____ Passage shown

I won't say the name, but here is screenshot of their requirements.


----------



## Pig Vomit (Oct 7, 2015)

It's not just newbies that have this happen. I have like 3300 rides and had a 4.86 and a single one star put me down to 4.85. I've gotten 20 5 stars in a row since then and its still at 4.85. Its really hard to make up even one tenth of a percentage point.


----------



## Skorpio (Oct 17, 2017)

Get over 2,000 trips. Low rating will not affect you.
Also I'm good at guessing which pax gave me low rating because 99% of pax are nice. The bad apple is easy to see. I report them for rudeness.


----------



## Ardery (May 26, 2017)

dirtylee said:


> Can you show me the atm that let's you get cash for ratings?
> 
> Oh wait, they don't fraCKING matter.


I inserted my five star atm card. it threw my card back at me with a subway token, and said "your funds are now overdrawn"


----------



## Chris Verdi (Nov 7, 2017)

AuxCordBoston said:


> When a pax smells like pot I end the ride. I go into airplane mode and tell pax there was an app issue. I ask them to request me as their driver again and they get someone else since I'm in airplane mode. Then they leave.


I love you dude.


----------



## moJohoJo (Feb 19, 2017)

Chris Verdi said:


> I love you dude.


Chris is a gay homosexual . Careful, don't drop anything near Chris if it causes you to bend over .


----------

________
____ Data lines

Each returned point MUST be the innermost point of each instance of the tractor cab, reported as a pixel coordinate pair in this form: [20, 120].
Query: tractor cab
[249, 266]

________

To be done:
[a] In the forum thread on driver ratings, how many five-star ratings in a row did Pig Vomit get after the single one-star rating?
[b] Write out the part of the forum thread that opens with the words containing "I inserted my" and closes with "(Nov 7, 2017)".
The material that comes after the forum thread is separate from it.

Results for the exercise:
[a] Twenty.

[b]
I inserted my five star atm card. it threw my card back at me with a subway token, and said "your funds are now overdrawn"


----------



## Chris Verdi (Nov 7, 2017)